- Objective:
Could you rename "floral crown" to "flower crown" in the records, starting at the line containing "Curation note — class label: floral crown with blue" and ending with the last line of the records? Give those lines back with nothing else altered, and leave the pictures out.

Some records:
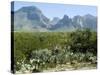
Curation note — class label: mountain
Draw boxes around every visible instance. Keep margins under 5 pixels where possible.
[11,6,97,32]
[50,15,73,31]
[14,6,49,31]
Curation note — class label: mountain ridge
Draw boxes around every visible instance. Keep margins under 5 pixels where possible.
[11,6,97,32]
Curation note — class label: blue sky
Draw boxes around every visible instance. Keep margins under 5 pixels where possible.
[14,1,97,19]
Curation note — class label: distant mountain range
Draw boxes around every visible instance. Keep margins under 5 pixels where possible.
[11,6,97,32]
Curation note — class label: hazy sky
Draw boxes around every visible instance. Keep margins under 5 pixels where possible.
[14,1,97,19]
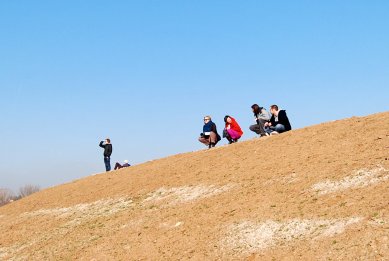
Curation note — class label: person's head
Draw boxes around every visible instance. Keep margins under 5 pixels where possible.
[251,104,260,115]
[224,115,232,123]
[270,105,278,116]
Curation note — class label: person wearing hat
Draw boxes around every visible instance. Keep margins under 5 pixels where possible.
[99,138,112,171]
[199,116,221,148]
[114,160,131,170]
[223,115,243,144]
[264,105,292,135]
[250,104,271,137]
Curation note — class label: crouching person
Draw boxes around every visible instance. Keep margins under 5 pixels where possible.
[223,115,243,144]
[250,104,271,137]
[265,105,292,135]
[199,116,221,148]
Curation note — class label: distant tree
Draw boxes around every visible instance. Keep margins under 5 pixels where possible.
[19,184,40,198]
[0,188,14,206]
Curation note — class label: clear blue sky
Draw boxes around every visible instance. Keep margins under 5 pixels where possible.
[0,0,389,192]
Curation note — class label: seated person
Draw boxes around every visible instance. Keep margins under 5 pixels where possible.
[199,116,221,148]
[250,104,271,137]
[223,115,243,144]
[265,105,292,135]
[114,160,131,170]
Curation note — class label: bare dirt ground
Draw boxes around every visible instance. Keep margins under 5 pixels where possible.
[0,112,389,260]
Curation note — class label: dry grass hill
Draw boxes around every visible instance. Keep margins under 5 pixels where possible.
[0,112,389,260]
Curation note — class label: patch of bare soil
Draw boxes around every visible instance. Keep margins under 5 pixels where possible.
[0,112,389,260]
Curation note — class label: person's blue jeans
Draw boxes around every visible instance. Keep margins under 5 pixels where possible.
[104,157,111,171]
[265,124,285,134]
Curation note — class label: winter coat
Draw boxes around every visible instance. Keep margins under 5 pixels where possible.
[270,110,292,131]
[99,141,112,157]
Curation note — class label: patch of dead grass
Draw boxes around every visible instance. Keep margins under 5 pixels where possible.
[311,167,389,195]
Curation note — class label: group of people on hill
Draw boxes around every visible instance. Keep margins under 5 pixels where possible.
[199,104,292,148]
[99,104,292,171]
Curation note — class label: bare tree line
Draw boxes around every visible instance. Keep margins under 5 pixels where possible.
[0,184,40,206]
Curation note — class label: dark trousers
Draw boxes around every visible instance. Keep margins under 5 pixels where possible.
[250,119,266,136]
[104,157,111,171]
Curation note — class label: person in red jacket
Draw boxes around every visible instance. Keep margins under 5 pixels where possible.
[223,115,243,144]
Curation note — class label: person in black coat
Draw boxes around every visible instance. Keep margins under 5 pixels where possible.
[99,138,112,171]
[199,116,221,148]
[264,105,292,134]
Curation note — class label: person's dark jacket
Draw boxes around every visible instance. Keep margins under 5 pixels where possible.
[99,141,112,157]
[203,121,222,141]
[270,110,292,131]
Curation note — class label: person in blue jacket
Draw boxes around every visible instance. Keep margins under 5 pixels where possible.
[99,138,112,171]
[199,116,221,148]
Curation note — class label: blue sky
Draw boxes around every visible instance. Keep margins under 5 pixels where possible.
[0,0,389,191]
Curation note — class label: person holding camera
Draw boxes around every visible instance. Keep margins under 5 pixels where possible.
[264,105,292,135]
[199,116,221,148]
[250,104,271,137]
[99,138,112,171]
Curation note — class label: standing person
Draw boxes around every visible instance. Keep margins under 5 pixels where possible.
[223,115,243,144]
[250,104,271,137]
[99,138,112,171]
[113,160,131,170]
[265,105,292,134]
[199,116,221,148]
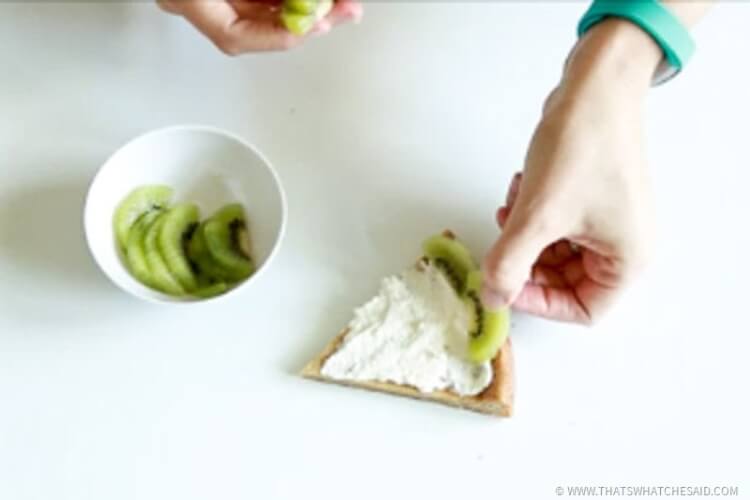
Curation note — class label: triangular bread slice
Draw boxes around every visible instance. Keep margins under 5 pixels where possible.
[301,248,514,417]
[301,329,513,417]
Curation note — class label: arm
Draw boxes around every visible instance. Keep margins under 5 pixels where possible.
[482,0,709,323]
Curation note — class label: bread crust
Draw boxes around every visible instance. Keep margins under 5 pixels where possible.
[300,328,514,417]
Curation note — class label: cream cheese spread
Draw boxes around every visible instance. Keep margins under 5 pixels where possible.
[321,264,492,396]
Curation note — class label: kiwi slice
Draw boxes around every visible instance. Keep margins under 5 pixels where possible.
[157,203,200,292]
[464,270,510,363]
[188,222,234,285]
[194,281,229,299]
[125,210,161,288]
[114,185,173,248]
[283,0,319,15]
[143,213,185,297]
[203,203,255,281]
[422,231,477,294]
[281,0,333,36]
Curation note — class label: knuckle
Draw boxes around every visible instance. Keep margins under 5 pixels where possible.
[215,37,242,57]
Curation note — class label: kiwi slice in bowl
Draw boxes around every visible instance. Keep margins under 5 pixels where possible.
[203,203,255,281]
[143,213,185,297]
[157,203,200,292]
[195,281,229,299]
[125,210,161,288]
[464,270,510,363]
[188,222,233,286]
[114,185,174,248]
[422,231,477,294]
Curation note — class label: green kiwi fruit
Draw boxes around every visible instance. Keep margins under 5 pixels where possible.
[143,213,185,297]
[157,203,200,292]
[188,222,234,285]
[125,210,162,287]
[203,203,255,281]
[283,0,319,15]
[194,281,229,299]
[281,0,333,36]
[422,231,477,294]
[114,185,173,248]
[464,270,510,363]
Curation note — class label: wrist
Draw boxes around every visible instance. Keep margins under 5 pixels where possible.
[561,18,663,97]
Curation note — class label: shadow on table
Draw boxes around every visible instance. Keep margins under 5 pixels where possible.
[284,188,498,374]
[0,178,123,320]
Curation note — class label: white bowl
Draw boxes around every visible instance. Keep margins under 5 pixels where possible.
[84,126,286,303]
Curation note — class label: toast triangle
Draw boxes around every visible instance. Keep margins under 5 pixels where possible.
[300,329,514,417]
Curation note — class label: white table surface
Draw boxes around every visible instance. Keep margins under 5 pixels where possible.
[0,2,750,500]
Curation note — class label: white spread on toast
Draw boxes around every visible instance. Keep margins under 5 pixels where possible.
[321,264,492,396]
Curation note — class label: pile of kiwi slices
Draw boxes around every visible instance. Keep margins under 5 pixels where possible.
[281,0,333,35]
[422,231,510,363]
[114,185,255,297]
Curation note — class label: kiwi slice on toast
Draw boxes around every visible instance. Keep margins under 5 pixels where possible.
[464,270,510,363]
[143,213,185,297]
[203,203,255,281]
[114,185,173,248]
[125,210,161,288]
[157,203,200,292]
[422,231,477,294]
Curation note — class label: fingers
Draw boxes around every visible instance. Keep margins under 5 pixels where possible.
[170,0,298,55]
[513,283,592,324]
[482,212,556,308]
[505,172,523,208]
[497,172,521,228]
[169,0,362,55]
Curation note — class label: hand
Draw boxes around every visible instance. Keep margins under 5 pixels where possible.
[482,21,660,323]
[157,0,362,56]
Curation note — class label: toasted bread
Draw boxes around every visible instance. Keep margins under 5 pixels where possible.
[301,329,513,417]
[301,230,514,417]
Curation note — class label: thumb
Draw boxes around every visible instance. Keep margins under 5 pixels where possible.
[482,211,556,309]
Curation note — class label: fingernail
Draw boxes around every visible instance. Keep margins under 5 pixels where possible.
[480,285,508,310]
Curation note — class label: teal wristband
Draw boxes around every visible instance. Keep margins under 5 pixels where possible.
[578,0,695,83]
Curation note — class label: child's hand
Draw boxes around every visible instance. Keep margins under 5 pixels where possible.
[482,21,661,323]
[157,0,362,56]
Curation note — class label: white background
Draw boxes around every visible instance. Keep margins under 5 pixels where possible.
[0,2,750,500]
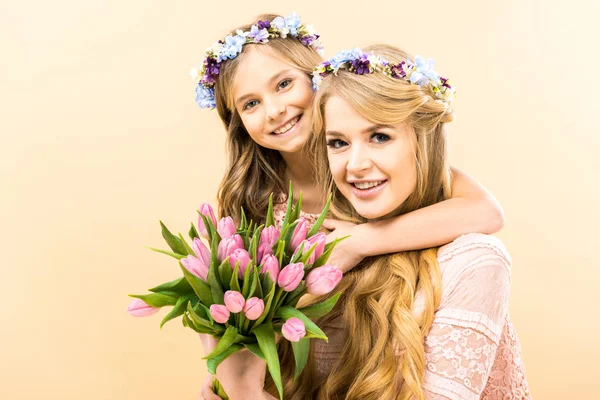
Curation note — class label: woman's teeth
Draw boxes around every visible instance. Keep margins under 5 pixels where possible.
[353,181,385,190]
[273,115,300,135]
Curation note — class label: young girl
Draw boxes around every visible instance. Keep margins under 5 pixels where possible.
[203,45,530,400]
[193,14,504,271]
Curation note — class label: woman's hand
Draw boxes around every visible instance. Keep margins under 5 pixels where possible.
[322,219,365,273]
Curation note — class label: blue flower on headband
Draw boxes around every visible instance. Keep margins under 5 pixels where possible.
[217,35,246,62]
[248,25,269,43]
[410,56,440,86]
[196,83,217,108]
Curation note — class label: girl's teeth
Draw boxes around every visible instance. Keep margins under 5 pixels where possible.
[354,181,383,190]
[273,115,300,135]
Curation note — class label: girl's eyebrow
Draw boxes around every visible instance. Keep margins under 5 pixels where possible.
[235,68,292,106]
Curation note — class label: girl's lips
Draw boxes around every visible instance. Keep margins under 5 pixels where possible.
[349,180,388,200]
[271,114,304,137]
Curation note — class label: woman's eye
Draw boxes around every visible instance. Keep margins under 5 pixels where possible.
[244,100,258,110]
[327,139,347,149]
[371,133,390,143]
[277,79,292,90]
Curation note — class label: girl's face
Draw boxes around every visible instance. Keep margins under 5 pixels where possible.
[232,46,314,153]
[325,96,417,219]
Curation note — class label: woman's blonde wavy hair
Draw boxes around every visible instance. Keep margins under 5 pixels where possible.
[215,14,323,223]
[266,45,453,400]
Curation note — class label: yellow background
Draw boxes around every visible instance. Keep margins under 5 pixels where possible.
[0,0,600,400]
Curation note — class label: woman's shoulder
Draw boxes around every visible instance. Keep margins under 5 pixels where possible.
[438,233,512,286]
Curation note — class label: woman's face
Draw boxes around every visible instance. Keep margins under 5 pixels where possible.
[325,96,417,219]
[232,46,314,153]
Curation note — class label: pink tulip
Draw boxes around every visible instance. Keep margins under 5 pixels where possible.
[244,297,265,321]
[281,317,306,342]
[224,290,246,313]
[290,217,308,251]
[179,256,208,282]
[277,263,304,292]
[127,299,160,317]
[258,225,279,247]
[217,235,244,265]
[256,243,273,264]
[192,238,210,267]
[210,304,229,324]
[217,217,236,239]
[229,249,252,279]
[198,203,217,239]
[306,264,342,295]
[260,254,279,282]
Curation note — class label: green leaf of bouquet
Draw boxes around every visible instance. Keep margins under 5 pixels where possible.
[306,194,331,238]
[159,221,188,255]
[203,325,238,360]
[265,193,275,227]
[129,293,177,307]
[188,222,200,241]
[160,293,195,328]
[244,343,265,360]
[148,247,187,260]
[275,306,328,341]
[206,263,224,304]
[298,293,342,319]
[179,263,214,307]
[150,277,193,295]
[206,344,244,375]
[254,322,283,399]
[281,181,294,232]
[292,338,310,379]
[218,259,233,290]
[179,233,196,255]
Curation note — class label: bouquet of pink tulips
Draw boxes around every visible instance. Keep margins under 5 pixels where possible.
[128,188,342,398]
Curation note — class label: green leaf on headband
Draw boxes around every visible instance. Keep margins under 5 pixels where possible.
[275,306,328,341]
[292,338,310,379]
[129,293,177,307]
[265,193,275,227]
[244,343,265,360]
[150,277,193,297]
[179,263,214,307]
[159,221,188,255]
[206,263,224,304]
[206,344,244,375]
[254,322,283,400]
[188,222,200,241]
[218,259,233,290]
[306,194,331,237]
[148,247,187,260]
[160,293,198,328]
[202,325,238,360]
[298,293,342,319]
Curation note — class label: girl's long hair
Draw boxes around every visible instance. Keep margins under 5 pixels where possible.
[215,14,322,223]
[266,45,453,400]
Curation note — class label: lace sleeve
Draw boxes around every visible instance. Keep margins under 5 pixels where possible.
[423,235,510,400]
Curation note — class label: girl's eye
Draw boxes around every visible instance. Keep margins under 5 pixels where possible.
[277,79,292,90]
[371,133,390,143]
[243,100,258,110]
[327,139,348,149]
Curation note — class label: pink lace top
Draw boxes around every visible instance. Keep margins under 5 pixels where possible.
[274,198,531,400]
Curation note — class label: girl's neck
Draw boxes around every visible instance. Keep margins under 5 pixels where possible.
[281,151,323,214]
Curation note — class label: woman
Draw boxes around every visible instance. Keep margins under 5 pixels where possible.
[203,45,530,399]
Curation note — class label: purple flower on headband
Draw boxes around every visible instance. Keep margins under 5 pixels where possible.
[248,25,269,43]
[256,21,271,29]
[352,53,371,75]
[390,61,406,79]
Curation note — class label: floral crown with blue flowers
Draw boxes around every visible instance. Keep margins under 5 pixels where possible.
[313,48,455,104]
[190,12,323,108]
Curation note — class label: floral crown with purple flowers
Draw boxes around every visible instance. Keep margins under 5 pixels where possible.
[313,48,455,104]
[190,12,323,108]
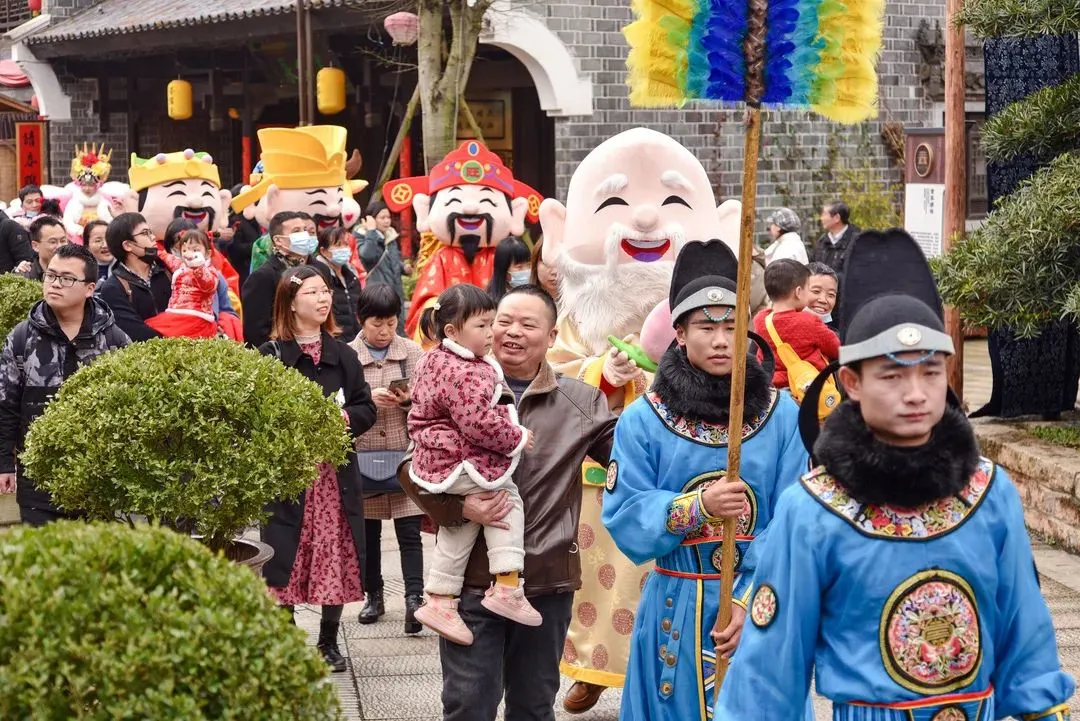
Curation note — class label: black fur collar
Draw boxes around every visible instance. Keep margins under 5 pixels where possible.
[813,400,980,508]
[652,345,772,425]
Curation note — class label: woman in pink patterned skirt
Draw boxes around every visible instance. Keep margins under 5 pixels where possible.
[259,266,376,671]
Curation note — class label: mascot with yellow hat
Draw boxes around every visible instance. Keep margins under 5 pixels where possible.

- Finished answer:
Curation note — class label: flower crown with blue flowers
Draw boxes around every visible instance. Keep margins under 5 pixels where possible.
[313,48,455,104]
[190,12,323,108]
Curation note — class label: flower crown with purple flowers
Draw boxes around every visible instance. Keep margins under 5 pixels where possible.
[313,48,455,104]
[190,12,323,108]
Curation note — class label: black fur collar
Draw boxes around every visible instance. Keep margins under 5 pixels where possible.
[813,400,980,508]
[652,345,772,425]
Curation note — class label: woman in pink patterned skirt
Draw boxes around every visible instance. Keep margins under 5 pixels where possible.
[259,266,376,671]
Curation note — class label: mascot with yellow hat
Draw boxes around every visible instance. Keep margins under 5 pixels where possible.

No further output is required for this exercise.